§ Work to complete
Reproduce word for word the passage from the article below about Hoops and Spikes, from "For Sudbury high" to "are having fun.".

§ Extracted text
# # #

For Sudbury high school teacher Kyleen Gray, kids should be playing sports for the sheer enjoyment of the game.
And for the last few years, she’s been helping kids – and parents – put the fun back into sports.
Gray runs Hoops and Spikes, a basketball and volleyball business that runs sport specific sessions, training, camps and tournaments for kids (and sometimes adults too), focussing on foundational instruction and giving players that extra boost of confidence to play the game or try out for a team.
But the true aim, Gray said, is to make sure the budding athletes are having fun.
“Playing sports is important,” Gray says, “but I don't know if it's always best for kids if it's as expensive and as serious as it is right now.”
At Hoops and Spikes, kids hit the court for games and training in small groups with coaches and instructors, minus the pressure or any expectation they’ll be signing up for elite leagues in the future.
To get Hoops and Spikes off the ground, Gray, who starred for the Nipissing Lakers’ varsity volleyball team in the late 90s and early 2000s, enlisted like-minded teachers, coaches, and varsity athletes to run the camps.
“All of our staff have a really good foundation in sport specific training,” Gray said. “We also are very focused on learning through gameplay.”
“With basketball and volleyball, especially at the young level…if you watch those games, one kid has the ball pretty much the whole time,” she said.

# # #

§ Data for review
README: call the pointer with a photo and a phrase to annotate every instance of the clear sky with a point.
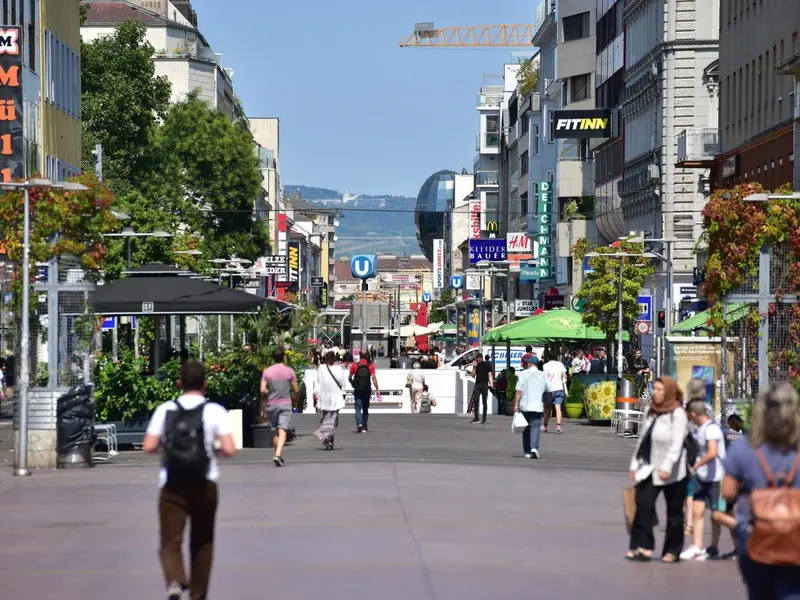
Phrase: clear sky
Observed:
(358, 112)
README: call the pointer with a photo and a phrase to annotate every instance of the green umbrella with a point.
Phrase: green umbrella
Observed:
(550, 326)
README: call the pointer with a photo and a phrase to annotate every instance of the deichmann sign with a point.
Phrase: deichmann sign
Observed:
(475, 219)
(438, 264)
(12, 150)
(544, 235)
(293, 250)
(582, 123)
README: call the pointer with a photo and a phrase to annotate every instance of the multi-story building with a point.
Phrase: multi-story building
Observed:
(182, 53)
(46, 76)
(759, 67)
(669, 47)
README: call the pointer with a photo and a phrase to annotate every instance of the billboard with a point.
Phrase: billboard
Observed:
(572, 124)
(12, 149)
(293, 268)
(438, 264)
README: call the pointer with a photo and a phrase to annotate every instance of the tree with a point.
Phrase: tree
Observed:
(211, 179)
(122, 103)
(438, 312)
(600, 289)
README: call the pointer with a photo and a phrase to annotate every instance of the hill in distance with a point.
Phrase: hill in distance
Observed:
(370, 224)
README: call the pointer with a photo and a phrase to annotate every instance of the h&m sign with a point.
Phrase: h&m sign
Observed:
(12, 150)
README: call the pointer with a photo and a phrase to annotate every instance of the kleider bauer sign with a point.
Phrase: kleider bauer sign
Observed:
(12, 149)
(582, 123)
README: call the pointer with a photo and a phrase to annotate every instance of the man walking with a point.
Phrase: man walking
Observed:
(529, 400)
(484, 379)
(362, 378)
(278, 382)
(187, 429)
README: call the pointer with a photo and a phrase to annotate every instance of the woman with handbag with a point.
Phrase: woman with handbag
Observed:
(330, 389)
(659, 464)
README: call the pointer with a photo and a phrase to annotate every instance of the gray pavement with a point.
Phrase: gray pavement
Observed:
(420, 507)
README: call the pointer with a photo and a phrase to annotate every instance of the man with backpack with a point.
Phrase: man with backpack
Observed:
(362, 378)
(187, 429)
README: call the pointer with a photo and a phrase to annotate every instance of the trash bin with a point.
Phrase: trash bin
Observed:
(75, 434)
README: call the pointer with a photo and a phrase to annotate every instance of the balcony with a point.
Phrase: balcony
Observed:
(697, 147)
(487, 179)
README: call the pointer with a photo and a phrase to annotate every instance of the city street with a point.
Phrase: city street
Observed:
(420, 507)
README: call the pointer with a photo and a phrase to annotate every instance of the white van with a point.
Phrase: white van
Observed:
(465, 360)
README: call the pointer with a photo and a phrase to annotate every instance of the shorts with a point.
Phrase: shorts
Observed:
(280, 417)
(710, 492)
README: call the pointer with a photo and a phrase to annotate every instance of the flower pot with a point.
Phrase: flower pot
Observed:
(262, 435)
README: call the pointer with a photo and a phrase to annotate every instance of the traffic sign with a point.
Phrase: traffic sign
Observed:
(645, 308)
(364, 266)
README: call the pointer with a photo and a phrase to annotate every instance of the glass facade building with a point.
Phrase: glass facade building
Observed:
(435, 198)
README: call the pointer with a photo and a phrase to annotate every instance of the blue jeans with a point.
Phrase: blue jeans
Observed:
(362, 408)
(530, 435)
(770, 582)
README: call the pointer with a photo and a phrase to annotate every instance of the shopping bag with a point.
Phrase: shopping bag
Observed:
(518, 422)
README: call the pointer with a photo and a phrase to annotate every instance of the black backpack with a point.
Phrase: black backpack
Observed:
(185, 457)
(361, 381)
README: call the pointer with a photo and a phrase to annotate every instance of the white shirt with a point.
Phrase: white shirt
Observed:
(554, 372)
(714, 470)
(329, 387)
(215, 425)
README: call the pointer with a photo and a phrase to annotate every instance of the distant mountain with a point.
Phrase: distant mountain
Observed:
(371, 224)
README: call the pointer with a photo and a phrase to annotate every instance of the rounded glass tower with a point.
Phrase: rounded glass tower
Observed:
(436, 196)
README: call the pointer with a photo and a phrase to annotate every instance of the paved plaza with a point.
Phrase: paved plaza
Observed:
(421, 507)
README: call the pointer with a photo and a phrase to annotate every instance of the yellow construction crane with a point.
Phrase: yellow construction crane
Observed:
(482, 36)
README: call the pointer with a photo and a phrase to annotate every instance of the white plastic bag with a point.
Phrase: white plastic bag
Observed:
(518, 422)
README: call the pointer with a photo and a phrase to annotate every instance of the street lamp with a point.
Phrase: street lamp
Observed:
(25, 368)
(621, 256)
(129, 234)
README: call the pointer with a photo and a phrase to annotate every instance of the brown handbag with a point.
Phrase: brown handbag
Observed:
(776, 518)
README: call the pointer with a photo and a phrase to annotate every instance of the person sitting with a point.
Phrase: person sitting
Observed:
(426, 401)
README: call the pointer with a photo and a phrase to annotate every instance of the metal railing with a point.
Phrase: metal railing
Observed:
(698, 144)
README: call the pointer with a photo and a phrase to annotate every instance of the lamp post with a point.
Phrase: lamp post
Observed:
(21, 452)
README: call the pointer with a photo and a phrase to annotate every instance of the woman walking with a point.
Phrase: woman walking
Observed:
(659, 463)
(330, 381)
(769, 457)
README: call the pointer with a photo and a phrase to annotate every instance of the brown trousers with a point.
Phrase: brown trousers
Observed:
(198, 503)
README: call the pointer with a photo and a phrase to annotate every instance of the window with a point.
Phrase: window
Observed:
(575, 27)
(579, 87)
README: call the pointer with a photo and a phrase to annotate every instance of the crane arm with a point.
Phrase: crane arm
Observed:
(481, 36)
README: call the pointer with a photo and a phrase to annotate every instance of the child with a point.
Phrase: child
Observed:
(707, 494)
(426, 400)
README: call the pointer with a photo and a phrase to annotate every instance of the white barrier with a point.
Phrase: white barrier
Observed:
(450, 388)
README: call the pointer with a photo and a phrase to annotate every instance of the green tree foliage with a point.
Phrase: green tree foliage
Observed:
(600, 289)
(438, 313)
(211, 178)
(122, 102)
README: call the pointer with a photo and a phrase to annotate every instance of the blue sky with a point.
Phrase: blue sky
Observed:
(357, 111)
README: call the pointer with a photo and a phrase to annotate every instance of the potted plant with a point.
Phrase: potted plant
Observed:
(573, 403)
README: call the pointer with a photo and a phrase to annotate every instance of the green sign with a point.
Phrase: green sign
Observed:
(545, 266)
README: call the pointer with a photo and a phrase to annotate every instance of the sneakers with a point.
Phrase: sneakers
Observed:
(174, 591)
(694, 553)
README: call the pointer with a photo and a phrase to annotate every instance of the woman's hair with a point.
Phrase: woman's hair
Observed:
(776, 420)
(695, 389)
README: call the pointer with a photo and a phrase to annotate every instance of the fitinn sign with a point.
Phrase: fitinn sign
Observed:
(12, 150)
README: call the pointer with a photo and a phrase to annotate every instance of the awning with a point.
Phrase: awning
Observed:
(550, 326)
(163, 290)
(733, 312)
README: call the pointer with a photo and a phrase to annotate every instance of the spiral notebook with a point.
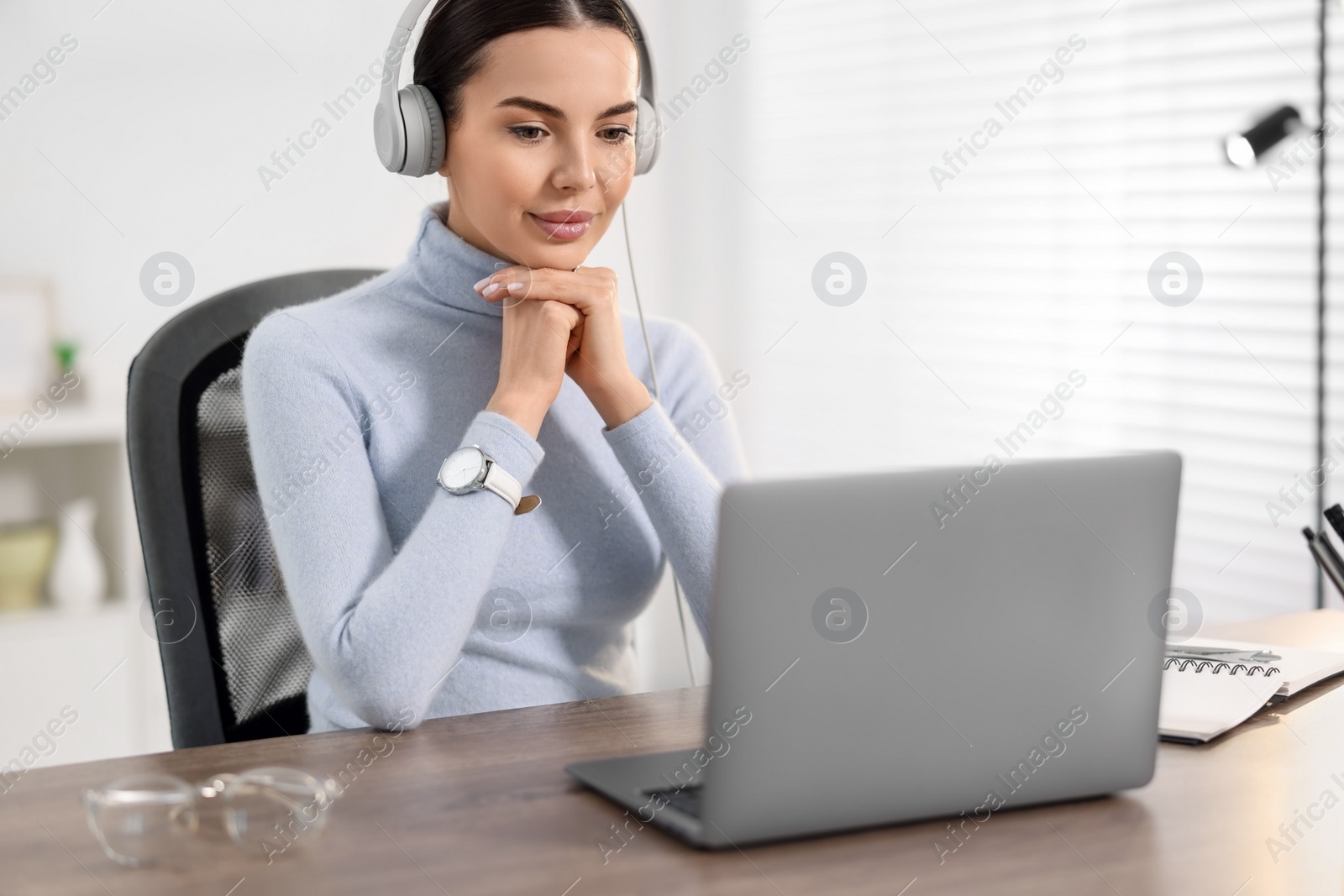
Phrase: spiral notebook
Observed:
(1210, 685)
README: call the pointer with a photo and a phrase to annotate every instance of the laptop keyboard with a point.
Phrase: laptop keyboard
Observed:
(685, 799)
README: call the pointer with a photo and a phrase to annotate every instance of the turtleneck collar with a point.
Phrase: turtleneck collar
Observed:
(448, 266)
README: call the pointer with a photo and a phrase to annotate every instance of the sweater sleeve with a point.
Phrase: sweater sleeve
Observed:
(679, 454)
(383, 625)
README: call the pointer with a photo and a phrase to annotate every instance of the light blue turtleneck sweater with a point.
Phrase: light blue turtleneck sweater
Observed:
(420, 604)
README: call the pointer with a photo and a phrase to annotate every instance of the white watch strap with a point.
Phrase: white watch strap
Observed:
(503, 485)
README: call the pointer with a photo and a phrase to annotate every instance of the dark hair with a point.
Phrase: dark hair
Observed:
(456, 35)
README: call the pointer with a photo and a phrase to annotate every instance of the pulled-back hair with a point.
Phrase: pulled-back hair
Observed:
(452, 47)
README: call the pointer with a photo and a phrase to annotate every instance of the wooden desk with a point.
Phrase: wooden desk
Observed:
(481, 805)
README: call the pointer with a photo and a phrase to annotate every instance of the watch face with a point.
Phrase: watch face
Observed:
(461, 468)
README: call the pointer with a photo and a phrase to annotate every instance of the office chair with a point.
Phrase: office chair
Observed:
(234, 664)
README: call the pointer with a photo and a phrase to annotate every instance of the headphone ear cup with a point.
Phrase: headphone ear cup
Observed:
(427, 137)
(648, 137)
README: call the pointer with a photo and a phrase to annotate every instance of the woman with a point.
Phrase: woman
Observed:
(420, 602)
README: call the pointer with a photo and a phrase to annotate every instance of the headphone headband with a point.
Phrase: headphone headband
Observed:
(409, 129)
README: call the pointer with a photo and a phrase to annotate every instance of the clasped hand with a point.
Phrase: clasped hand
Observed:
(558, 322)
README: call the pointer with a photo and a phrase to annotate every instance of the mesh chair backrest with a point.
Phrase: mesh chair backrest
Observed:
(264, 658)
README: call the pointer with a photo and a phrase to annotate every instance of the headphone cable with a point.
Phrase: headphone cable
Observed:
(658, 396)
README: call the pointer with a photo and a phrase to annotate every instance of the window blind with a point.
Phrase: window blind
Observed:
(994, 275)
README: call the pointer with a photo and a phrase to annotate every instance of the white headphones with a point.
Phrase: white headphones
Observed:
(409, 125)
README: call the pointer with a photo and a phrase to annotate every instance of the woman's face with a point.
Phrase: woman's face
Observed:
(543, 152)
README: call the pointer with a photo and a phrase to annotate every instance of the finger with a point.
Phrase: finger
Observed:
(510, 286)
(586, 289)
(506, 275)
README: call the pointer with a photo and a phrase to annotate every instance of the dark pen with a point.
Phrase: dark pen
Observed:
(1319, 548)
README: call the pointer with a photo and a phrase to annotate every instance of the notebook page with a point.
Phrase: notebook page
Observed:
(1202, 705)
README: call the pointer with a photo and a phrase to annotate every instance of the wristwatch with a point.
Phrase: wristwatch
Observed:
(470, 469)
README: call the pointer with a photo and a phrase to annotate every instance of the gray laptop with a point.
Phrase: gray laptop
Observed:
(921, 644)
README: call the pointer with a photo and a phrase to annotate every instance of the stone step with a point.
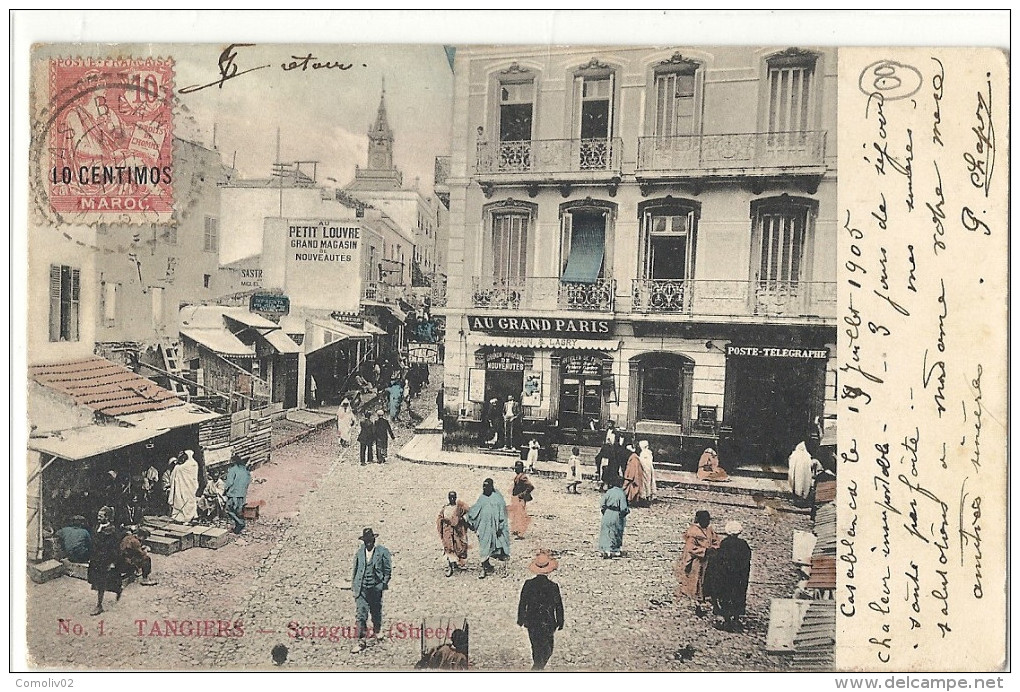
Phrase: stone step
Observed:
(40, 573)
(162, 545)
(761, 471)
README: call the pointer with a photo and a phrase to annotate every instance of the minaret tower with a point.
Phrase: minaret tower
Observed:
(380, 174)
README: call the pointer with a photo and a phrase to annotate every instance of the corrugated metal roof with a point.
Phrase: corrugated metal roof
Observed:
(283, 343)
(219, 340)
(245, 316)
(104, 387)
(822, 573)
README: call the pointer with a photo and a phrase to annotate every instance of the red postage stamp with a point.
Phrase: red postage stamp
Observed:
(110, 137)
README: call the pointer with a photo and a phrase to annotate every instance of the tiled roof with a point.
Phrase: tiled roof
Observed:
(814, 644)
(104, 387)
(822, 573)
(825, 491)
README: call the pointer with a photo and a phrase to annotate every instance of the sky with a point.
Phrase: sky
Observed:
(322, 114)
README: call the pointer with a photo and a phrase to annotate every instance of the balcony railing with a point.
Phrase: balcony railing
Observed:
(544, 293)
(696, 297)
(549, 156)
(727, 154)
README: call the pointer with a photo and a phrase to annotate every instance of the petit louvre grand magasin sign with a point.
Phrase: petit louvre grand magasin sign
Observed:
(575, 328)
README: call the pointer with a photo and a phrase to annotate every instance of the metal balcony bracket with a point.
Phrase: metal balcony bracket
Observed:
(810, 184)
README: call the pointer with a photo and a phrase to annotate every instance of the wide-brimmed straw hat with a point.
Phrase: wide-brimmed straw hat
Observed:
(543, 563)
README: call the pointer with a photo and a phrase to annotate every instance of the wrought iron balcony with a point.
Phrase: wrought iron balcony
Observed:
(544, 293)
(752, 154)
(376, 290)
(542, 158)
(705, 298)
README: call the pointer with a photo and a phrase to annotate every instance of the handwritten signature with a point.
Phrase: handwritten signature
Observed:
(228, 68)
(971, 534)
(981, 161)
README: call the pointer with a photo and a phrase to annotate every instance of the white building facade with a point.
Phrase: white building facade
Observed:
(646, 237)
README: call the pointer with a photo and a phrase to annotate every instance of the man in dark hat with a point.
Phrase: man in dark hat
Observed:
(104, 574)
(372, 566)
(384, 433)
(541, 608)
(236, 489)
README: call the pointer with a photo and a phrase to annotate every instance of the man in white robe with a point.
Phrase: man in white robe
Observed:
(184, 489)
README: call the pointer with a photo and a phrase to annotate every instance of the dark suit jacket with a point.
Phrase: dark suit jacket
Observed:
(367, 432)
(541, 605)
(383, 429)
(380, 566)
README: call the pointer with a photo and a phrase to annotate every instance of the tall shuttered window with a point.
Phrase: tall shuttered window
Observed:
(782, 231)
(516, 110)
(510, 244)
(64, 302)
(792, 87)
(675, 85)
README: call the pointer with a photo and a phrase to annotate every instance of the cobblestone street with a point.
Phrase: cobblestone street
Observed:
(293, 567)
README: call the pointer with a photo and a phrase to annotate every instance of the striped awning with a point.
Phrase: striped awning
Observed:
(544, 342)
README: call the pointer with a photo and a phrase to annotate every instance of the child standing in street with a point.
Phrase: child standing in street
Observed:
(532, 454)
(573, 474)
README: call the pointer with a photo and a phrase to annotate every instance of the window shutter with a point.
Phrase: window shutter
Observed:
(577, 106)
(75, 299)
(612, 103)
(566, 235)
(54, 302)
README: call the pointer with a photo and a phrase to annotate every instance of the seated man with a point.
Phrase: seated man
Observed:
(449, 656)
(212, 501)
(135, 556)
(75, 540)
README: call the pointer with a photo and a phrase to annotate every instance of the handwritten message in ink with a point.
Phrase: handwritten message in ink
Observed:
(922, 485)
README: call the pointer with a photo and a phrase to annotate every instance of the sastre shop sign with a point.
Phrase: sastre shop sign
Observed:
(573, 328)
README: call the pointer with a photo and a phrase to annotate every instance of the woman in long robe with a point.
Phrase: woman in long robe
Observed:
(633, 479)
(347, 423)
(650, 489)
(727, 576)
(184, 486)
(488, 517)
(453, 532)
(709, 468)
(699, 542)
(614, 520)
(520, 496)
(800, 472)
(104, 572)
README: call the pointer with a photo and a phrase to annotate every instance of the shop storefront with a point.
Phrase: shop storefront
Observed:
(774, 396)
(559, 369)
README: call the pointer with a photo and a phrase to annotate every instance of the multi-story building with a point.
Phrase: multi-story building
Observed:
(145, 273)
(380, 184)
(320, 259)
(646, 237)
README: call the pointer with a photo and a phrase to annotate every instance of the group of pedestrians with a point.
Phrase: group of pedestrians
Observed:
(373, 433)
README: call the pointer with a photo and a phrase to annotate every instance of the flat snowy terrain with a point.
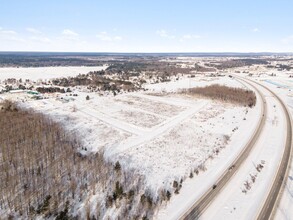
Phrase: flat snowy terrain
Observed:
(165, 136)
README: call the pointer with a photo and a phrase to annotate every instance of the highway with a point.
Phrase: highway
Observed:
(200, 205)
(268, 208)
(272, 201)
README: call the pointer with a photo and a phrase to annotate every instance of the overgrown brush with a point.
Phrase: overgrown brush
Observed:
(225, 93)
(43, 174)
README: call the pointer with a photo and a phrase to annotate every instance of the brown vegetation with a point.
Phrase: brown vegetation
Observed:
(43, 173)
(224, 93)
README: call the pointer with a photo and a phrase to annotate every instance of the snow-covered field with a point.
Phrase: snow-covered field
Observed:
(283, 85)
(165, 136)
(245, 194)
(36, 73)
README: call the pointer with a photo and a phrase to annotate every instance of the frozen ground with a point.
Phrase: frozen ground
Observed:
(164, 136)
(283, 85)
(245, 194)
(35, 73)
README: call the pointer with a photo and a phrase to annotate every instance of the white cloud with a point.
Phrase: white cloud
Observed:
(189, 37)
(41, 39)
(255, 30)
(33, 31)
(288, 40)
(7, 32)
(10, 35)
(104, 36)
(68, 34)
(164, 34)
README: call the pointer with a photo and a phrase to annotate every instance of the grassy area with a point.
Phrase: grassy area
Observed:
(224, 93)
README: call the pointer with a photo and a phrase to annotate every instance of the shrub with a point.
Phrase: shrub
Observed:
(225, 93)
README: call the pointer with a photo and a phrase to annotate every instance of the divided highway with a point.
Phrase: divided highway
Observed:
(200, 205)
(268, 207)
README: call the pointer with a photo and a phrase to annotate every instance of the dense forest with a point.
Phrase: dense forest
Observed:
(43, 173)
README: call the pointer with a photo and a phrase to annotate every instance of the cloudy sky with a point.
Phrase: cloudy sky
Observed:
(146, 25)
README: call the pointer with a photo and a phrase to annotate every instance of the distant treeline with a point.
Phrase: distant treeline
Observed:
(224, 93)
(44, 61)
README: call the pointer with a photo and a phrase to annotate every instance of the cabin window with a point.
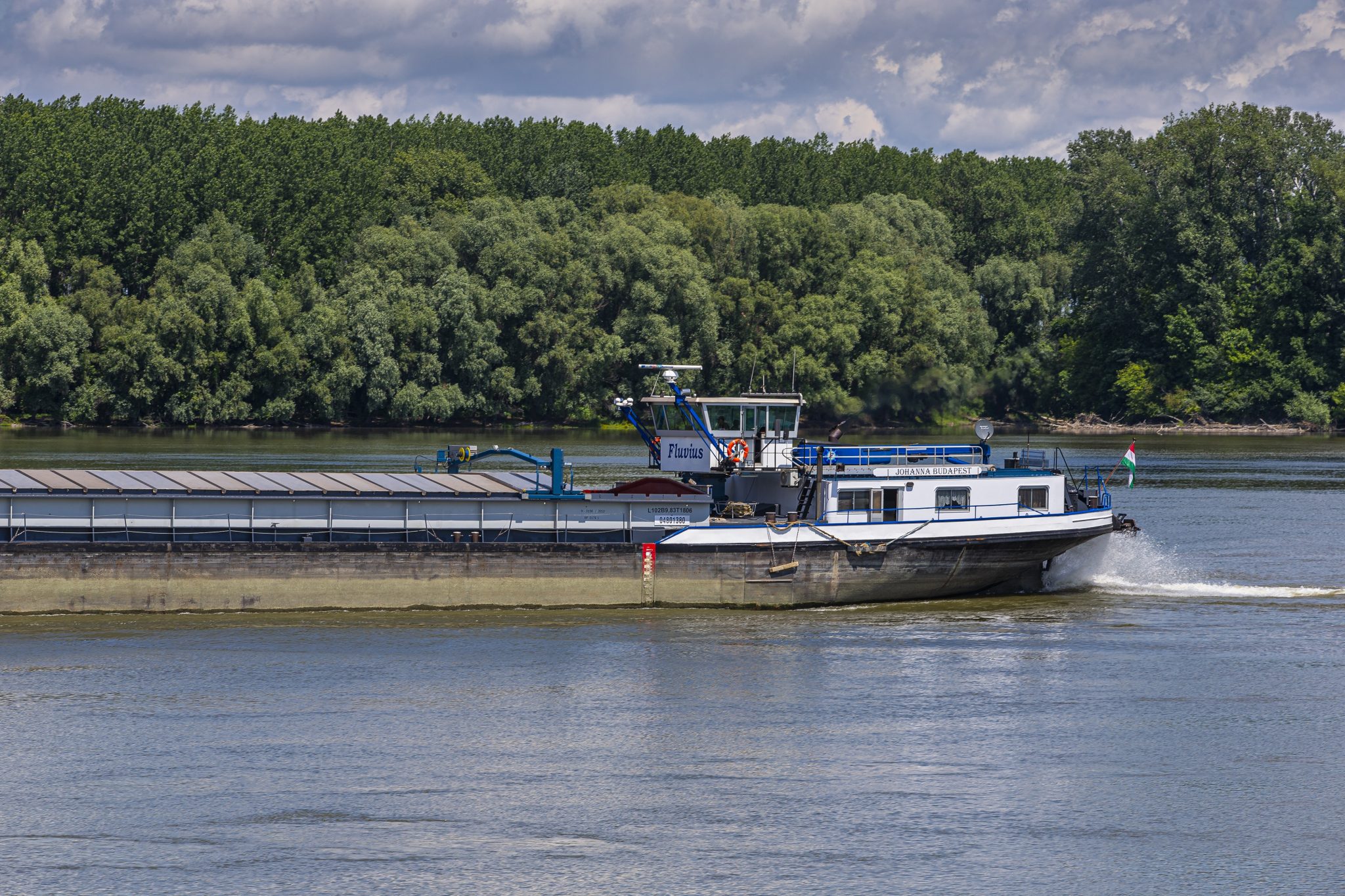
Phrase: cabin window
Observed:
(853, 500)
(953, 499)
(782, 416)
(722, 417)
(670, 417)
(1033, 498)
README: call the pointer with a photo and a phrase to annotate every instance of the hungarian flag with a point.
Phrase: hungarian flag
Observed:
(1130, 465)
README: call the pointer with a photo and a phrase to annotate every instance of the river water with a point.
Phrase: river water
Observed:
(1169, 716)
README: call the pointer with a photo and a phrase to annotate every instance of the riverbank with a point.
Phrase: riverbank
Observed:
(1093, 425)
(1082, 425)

# # #

§ Finished exercise
For Sudbury high school teacher Kyleen Gray, kids should be playing sports for the sheer enjoyment of the game.
And for the last few years, she’s been helping kids – and parents – put the fun back into sports.
Gray runs Hoops and Spikes, a basketball and volleyball business that runs sport specific sessions, training, camps and tournaments for kids (and sometimes adults too), focussing on foundational instruction and giving players that extra boost of confidence to play the game or try out for a team.
But the true aim, Gray said, is to make sure the budding athletes are having fun.